*Goal of the exercise:*
Filter the data below, keeping only lines that contain "tyre".

[Records from a collection]

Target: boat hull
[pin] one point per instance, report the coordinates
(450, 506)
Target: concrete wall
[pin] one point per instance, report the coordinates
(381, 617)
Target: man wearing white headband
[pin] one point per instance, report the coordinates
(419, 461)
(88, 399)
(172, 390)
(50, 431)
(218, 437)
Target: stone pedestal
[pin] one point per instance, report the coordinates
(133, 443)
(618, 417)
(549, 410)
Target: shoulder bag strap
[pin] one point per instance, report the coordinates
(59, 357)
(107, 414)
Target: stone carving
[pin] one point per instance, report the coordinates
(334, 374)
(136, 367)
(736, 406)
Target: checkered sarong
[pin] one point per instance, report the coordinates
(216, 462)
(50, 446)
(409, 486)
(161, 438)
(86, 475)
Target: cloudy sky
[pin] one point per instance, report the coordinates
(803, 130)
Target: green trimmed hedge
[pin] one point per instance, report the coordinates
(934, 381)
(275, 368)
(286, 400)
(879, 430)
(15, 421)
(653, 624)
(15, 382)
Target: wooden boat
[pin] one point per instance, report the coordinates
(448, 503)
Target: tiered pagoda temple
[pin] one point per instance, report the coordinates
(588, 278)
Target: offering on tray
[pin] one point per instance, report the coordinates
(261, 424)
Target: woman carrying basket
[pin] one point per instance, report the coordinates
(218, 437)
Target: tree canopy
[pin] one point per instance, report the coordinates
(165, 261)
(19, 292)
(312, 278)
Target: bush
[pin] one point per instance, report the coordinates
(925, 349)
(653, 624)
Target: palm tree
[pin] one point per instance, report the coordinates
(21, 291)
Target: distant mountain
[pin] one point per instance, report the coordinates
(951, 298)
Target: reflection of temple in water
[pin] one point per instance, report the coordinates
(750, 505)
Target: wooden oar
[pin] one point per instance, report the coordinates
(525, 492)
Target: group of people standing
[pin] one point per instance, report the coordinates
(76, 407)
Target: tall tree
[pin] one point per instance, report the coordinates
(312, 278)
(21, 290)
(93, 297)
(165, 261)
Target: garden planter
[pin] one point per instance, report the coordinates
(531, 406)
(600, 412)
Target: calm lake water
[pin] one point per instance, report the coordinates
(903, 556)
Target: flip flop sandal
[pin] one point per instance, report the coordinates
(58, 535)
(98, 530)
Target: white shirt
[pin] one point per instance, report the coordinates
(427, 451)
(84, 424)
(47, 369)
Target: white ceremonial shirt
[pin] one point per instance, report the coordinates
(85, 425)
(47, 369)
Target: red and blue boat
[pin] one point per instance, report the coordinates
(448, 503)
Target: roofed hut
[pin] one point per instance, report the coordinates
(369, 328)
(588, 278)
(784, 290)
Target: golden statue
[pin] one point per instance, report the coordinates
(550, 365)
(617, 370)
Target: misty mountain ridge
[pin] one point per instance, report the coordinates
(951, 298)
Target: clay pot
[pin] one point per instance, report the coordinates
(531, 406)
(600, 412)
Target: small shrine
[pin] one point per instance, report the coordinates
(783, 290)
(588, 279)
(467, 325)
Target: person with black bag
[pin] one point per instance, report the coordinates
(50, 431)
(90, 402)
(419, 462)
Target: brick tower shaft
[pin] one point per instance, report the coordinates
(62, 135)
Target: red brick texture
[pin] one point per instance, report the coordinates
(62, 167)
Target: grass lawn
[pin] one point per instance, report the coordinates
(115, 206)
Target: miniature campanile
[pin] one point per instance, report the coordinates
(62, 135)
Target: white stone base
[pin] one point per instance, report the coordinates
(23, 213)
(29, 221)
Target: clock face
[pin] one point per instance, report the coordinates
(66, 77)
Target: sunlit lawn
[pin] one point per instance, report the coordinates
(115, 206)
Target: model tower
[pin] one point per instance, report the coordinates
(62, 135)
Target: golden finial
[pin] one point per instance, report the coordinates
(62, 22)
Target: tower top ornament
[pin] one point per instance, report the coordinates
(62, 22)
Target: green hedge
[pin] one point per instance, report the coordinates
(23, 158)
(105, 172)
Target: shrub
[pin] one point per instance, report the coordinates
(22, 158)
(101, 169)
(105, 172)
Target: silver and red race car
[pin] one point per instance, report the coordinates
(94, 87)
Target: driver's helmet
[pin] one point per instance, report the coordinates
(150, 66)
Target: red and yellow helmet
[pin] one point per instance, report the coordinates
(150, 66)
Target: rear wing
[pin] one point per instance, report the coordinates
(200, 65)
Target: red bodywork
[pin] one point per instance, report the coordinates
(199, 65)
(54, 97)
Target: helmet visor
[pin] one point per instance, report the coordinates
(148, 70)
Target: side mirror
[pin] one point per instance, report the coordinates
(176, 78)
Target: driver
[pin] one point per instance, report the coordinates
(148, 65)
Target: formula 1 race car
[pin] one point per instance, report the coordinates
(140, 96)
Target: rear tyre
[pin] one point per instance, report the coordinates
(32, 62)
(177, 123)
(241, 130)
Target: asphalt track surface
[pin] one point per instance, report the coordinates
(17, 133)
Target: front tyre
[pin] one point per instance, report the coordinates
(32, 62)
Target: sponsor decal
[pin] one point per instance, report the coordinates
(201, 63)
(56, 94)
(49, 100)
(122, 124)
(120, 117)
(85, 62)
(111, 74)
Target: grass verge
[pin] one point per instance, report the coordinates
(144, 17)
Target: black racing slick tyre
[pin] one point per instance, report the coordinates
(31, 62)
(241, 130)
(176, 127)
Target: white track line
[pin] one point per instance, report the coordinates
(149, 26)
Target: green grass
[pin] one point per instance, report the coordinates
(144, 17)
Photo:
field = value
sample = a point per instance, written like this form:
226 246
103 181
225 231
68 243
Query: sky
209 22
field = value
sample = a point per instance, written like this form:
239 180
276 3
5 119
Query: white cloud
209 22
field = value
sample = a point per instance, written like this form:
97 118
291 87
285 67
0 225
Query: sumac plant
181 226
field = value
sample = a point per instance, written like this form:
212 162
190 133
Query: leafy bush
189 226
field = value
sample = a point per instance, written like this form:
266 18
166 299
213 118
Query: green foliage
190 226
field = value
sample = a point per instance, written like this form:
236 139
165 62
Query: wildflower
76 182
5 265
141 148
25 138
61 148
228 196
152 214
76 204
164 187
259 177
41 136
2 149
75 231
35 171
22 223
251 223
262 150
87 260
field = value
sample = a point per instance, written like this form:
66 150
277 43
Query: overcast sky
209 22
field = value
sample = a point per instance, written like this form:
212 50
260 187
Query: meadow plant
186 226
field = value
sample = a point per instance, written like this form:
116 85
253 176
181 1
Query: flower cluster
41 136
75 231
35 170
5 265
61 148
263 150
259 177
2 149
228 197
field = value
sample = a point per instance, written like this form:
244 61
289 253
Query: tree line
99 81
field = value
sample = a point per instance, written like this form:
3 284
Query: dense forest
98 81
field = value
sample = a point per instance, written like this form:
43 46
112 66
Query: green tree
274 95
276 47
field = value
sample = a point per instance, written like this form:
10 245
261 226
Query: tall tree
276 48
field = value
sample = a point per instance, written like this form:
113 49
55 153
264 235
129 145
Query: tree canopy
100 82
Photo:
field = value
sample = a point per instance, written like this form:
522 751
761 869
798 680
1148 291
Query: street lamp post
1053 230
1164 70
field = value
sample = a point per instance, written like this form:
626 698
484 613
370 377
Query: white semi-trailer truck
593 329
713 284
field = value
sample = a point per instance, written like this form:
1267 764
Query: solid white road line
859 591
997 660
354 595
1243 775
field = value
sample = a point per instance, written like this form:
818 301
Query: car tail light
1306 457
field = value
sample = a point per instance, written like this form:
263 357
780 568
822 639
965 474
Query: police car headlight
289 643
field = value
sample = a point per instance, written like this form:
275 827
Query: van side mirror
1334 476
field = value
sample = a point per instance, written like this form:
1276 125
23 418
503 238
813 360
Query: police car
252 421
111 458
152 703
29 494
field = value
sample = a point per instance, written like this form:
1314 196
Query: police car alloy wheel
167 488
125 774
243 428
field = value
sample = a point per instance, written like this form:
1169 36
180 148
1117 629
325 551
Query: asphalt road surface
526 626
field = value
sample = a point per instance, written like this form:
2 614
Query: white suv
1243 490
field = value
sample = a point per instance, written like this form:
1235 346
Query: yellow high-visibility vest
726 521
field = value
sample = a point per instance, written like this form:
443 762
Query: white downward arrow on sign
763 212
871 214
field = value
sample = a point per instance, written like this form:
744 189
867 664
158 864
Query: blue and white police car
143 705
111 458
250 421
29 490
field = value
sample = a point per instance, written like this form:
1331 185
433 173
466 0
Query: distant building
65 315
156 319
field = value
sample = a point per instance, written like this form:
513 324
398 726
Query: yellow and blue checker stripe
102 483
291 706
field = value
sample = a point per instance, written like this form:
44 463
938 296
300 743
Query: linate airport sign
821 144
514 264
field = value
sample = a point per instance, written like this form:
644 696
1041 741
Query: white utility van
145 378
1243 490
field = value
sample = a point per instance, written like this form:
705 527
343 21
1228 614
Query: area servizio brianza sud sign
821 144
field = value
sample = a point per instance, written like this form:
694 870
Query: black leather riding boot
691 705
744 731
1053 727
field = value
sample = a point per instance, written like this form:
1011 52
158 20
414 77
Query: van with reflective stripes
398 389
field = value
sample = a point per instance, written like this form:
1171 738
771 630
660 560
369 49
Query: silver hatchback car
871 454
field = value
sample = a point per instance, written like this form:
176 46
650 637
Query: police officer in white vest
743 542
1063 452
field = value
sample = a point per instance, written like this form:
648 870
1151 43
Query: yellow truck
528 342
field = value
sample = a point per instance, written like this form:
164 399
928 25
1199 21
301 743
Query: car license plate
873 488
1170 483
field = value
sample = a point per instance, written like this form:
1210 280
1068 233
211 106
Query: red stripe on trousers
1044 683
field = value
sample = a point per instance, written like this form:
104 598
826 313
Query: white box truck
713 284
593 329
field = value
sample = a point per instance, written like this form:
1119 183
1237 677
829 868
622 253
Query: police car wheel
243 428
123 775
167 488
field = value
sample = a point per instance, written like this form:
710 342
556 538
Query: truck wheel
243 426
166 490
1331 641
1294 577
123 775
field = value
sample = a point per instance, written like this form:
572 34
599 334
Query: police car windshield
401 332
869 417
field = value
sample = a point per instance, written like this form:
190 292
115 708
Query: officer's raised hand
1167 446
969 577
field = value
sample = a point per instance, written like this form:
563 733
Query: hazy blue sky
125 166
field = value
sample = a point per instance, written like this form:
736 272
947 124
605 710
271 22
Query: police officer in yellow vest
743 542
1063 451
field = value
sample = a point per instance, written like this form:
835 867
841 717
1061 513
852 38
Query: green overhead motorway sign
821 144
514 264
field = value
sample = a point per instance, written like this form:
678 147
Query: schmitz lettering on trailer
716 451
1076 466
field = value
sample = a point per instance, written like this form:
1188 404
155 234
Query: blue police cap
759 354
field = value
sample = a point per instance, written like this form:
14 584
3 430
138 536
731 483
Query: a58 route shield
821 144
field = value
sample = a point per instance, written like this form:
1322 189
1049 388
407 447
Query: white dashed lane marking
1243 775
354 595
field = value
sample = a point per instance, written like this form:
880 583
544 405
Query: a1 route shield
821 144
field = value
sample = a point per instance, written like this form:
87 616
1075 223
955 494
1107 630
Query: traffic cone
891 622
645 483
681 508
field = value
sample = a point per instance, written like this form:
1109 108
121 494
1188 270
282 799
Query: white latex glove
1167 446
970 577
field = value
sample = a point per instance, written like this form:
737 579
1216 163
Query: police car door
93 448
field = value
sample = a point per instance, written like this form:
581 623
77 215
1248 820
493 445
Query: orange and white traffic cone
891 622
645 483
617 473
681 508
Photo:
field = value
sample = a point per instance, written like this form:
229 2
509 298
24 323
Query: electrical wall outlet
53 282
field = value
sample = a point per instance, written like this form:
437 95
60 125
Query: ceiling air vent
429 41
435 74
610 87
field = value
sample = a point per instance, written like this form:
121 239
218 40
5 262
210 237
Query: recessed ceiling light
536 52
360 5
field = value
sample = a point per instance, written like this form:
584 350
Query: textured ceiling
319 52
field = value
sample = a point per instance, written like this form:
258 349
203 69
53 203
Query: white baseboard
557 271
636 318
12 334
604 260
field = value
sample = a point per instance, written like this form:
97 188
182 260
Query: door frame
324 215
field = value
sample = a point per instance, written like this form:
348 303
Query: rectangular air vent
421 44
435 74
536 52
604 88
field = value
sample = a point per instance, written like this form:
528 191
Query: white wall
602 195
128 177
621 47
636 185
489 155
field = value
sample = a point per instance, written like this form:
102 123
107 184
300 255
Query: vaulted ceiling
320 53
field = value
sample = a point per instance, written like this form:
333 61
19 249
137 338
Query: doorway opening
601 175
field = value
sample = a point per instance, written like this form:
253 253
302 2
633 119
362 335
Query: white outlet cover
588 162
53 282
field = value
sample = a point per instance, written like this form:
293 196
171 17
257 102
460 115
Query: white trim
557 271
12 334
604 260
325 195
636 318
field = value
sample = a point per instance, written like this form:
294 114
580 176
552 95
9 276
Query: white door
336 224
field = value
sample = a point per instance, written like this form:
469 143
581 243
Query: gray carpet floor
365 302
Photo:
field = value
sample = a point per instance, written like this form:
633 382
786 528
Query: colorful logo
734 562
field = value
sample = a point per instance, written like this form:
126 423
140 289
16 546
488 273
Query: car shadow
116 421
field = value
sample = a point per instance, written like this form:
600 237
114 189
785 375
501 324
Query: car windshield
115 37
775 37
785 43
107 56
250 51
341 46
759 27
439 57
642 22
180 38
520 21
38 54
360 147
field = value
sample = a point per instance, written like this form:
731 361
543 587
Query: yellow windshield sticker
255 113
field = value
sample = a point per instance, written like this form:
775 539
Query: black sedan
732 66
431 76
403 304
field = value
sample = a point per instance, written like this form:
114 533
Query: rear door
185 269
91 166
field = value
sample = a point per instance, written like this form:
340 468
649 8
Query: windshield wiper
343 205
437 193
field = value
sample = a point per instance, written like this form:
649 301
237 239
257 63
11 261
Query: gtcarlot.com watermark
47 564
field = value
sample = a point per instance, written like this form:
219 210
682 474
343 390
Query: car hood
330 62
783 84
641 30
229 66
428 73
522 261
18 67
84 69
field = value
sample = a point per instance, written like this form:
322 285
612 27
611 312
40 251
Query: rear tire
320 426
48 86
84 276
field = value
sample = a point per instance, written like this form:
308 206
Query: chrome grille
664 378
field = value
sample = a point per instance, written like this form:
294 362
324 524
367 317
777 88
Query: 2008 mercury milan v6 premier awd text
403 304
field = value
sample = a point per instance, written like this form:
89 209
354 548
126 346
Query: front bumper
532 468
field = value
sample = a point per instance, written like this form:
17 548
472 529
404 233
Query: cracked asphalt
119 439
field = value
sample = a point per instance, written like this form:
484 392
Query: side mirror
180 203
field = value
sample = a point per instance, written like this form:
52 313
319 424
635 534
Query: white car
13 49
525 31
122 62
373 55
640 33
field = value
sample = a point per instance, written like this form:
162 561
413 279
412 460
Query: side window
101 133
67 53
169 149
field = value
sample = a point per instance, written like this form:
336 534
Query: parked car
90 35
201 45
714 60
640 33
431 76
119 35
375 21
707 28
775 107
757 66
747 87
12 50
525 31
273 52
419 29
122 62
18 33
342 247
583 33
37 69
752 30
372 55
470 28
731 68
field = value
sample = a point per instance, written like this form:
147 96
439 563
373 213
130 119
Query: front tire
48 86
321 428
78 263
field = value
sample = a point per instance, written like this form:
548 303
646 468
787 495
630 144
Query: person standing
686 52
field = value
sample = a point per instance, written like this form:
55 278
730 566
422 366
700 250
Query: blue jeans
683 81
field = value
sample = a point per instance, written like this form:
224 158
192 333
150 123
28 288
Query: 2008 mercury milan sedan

*Response area:*
Target: rear tyre
Target: front tyre
Target: black racing slick tyre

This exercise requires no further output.